[Collection entries]
.....
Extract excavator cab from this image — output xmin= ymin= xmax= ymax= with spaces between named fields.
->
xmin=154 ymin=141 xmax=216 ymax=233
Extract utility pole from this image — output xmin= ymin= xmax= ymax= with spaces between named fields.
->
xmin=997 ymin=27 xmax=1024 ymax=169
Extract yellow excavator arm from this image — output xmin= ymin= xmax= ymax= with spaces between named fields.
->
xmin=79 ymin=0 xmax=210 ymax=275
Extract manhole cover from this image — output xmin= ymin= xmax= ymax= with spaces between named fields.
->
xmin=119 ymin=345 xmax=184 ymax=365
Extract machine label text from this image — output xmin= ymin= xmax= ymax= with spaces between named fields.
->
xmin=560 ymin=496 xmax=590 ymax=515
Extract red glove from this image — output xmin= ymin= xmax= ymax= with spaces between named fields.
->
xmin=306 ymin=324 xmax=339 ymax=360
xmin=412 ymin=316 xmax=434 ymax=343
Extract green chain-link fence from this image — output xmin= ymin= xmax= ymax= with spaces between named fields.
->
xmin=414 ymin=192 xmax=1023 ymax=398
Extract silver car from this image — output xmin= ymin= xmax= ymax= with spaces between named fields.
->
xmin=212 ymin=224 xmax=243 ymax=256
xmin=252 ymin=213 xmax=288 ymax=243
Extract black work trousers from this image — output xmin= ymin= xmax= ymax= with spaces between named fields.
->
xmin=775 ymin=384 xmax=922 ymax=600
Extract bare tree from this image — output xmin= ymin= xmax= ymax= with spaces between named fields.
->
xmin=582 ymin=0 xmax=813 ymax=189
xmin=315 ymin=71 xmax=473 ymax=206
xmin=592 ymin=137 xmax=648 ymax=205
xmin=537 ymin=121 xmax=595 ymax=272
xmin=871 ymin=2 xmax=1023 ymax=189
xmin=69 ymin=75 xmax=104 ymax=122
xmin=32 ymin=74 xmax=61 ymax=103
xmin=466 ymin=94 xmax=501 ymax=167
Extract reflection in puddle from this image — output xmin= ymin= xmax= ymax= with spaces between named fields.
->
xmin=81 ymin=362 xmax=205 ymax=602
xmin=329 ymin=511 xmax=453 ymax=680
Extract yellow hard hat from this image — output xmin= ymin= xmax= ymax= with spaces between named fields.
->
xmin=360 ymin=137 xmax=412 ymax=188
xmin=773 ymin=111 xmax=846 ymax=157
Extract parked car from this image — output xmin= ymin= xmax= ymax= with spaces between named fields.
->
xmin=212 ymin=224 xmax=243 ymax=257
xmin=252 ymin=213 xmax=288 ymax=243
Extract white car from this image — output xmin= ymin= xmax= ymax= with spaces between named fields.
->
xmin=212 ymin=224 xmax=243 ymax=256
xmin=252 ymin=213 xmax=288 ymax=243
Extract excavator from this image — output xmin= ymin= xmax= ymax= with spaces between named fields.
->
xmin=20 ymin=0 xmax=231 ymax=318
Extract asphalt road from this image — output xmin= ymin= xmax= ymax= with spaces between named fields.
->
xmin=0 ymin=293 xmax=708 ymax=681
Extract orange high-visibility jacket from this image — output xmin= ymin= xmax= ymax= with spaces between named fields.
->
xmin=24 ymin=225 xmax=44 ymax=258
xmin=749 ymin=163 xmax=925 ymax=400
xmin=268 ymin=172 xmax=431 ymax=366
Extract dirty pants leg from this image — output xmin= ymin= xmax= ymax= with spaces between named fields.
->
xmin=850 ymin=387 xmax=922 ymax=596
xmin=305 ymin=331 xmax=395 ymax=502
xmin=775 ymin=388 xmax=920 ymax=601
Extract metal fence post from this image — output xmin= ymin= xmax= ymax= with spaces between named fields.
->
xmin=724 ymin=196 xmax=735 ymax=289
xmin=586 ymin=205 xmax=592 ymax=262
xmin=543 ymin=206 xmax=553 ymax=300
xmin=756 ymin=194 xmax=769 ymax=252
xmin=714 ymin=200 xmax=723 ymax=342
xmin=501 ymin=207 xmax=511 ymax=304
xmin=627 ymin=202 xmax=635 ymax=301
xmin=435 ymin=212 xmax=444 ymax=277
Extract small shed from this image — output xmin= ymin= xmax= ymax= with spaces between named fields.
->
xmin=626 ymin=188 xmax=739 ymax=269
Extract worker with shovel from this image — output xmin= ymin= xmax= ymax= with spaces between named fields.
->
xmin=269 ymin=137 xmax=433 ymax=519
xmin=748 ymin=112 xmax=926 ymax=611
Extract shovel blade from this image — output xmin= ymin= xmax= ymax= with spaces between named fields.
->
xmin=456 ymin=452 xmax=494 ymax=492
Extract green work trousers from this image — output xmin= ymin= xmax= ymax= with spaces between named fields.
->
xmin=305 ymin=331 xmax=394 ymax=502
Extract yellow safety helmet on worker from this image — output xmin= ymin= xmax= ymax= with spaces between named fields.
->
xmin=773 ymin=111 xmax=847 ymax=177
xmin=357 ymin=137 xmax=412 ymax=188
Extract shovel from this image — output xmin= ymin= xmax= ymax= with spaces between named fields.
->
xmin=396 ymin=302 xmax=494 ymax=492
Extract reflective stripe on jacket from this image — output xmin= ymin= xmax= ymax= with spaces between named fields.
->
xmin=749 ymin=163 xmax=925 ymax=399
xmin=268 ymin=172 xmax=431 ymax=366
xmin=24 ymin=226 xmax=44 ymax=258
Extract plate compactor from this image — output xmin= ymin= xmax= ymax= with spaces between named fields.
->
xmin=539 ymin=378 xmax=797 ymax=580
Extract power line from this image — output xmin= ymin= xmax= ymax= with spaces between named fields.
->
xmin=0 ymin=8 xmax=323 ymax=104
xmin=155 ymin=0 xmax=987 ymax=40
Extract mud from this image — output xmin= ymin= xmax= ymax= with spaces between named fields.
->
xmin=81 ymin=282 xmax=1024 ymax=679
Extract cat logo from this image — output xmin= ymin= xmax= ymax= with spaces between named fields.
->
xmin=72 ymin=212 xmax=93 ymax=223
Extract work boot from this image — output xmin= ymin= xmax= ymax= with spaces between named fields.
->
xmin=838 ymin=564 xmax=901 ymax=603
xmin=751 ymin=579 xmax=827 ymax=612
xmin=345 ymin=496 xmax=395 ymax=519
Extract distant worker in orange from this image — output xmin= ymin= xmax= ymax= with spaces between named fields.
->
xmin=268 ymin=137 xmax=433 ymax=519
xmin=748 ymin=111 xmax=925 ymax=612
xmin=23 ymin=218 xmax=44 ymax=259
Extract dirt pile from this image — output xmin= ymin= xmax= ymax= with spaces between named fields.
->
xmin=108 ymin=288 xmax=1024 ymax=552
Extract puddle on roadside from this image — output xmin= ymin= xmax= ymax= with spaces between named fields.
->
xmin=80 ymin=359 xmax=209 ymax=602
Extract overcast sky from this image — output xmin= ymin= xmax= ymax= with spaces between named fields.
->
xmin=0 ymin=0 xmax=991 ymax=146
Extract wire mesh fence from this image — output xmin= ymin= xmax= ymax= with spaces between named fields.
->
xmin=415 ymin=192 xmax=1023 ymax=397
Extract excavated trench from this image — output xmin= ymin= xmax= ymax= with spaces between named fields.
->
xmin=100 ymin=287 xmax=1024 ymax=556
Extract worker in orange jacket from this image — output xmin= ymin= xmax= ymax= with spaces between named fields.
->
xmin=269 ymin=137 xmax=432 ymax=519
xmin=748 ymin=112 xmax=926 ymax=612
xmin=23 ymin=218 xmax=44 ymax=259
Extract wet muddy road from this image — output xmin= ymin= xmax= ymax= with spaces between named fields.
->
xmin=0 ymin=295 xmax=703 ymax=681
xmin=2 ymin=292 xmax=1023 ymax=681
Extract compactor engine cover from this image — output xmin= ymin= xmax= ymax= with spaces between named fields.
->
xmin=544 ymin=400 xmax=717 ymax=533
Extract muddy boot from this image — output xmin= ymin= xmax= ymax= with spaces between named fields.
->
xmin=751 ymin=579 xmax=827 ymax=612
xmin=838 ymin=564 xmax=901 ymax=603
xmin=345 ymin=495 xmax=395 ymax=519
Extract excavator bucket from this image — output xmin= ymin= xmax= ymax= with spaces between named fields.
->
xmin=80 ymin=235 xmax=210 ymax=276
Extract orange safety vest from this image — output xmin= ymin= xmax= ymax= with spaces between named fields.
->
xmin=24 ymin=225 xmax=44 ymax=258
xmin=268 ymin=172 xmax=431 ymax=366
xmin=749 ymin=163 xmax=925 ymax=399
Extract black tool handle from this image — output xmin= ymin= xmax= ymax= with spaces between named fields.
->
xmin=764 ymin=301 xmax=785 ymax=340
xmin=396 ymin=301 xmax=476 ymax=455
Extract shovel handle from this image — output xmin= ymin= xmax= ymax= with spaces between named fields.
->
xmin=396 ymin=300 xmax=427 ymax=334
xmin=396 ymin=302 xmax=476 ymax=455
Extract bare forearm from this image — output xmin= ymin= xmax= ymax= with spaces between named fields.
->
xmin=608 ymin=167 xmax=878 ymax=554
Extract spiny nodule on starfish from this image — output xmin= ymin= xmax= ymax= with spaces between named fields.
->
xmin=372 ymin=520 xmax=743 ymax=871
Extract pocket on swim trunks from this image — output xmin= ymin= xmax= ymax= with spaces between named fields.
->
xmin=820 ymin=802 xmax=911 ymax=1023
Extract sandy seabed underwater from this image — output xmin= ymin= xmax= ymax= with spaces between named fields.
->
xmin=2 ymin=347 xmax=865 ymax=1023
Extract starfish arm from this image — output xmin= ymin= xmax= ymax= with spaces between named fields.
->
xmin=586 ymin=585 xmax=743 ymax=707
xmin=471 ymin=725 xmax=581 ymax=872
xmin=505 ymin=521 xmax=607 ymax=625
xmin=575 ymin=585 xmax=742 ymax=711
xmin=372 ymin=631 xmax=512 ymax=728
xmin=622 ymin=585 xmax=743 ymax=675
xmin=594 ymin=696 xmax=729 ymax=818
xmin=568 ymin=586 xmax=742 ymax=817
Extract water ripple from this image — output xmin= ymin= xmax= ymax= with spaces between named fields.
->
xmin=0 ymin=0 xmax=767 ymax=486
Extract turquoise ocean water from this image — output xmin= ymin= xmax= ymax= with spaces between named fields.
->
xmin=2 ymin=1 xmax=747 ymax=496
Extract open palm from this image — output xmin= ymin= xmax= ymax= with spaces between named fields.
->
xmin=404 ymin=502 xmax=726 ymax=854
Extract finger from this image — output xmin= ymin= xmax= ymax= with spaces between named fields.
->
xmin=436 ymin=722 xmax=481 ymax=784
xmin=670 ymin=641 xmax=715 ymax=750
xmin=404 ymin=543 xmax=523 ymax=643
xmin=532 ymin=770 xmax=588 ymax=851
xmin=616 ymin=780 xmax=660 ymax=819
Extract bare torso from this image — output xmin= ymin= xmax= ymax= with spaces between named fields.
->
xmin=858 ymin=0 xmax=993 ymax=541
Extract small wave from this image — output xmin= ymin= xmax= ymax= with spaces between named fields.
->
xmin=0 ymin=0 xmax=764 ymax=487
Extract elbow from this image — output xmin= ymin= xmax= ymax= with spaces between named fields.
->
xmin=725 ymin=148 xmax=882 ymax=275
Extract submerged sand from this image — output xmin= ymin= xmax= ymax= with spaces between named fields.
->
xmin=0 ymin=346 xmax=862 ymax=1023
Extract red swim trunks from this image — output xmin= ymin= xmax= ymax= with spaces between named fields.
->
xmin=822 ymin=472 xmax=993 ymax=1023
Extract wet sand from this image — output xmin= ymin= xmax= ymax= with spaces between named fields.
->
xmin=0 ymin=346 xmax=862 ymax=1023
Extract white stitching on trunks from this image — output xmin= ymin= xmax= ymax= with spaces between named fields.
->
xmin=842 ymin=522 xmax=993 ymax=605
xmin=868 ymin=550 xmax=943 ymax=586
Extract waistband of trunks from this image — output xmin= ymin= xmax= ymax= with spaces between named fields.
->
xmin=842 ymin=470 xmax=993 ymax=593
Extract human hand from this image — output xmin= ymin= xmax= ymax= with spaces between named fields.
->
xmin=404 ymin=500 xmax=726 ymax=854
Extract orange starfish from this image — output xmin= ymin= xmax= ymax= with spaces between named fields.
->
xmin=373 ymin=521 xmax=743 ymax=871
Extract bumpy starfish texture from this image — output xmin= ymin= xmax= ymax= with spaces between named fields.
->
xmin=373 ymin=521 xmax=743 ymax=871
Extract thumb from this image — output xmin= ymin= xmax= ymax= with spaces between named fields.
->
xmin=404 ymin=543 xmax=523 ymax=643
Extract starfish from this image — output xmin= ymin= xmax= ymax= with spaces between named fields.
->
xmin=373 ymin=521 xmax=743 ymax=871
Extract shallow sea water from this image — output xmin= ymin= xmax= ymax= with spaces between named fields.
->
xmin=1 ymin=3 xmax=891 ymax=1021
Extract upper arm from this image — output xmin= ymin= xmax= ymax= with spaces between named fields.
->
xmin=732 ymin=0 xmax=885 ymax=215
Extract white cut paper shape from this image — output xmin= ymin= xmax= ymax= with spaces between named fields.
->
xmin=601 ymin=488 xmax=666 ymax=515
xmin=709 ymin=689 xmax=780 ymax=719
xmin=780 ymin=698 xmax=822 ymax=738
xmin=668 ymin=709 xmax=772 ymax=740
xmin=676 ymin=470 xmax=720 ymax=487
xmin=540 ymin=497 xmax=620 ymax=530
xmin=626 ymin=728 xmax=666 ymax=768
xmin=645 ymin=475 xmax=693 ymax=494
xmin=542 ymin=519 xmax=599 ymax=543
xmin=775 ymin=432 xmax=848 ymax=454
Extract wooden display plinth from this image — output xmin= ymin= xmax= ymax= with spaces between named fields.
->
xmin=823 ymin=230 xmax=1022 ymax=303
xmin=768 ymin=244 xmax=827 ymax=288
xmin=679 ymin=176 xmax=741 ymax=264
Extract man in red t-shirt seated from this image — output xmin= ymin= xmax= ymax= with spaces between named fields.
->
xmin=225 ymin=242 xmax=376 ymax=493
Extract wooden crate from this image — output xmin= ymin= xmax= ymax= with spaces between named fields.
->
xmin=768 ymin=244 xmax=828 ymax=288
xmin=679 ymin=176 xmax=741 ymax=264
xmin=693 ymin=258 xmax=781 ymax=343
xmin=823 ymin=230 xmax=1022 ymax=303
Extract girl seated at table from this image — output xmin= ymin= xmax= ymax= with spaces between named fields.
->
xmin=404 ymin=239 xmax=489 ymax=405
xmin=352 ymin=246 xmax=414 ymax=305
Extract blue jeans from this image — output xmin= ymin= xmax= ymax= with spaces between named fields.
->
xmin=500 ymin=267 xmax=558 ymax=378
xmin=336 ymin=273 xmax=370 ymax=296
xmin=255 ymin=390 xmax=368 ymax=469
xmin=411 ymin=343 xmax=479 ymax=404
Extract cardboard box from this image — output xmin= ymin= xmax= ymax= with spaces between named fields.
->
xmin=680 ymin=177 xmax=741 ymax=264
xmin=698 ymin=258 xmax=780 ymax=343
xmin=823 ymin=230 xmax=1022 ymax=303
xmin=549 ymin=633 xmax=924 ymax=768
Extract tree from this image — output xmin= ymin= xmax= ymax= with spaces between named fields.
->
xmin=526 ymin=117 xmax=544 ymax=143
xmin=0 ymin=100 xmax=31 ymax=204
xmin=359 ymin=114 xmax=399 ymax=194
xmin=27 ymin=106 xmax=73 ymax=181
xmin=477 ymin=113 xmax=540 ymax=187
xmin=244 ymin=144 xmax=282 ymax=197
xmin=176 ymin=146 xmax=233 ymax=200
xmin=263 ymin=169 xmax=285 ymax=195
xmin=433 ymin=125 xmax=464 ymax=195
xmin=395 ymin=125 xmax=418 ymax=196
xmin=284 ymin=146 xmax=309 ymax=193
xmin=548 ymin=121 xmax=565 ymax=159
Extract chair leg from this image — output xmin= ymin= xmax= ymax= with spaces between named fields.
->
.....
# What is required
From the entries above, extract every line where the word "trunks" appears.

# Response area
Extract pocket on swim trunks from this image — output xmin= ymin= xmax= ymax= with spaces between named fields.
Extract red swim trunks from this image — output xmin= ymin= xmax= ymax= with spaces between named fields.
Extract white stitching on trunks from this image — output xmin= ymin= xmax= ymax= with spaces between named fields.
Extract waistband of trunks from this image — output xmin= ymin= xmax= ymax= with spaces between named fields.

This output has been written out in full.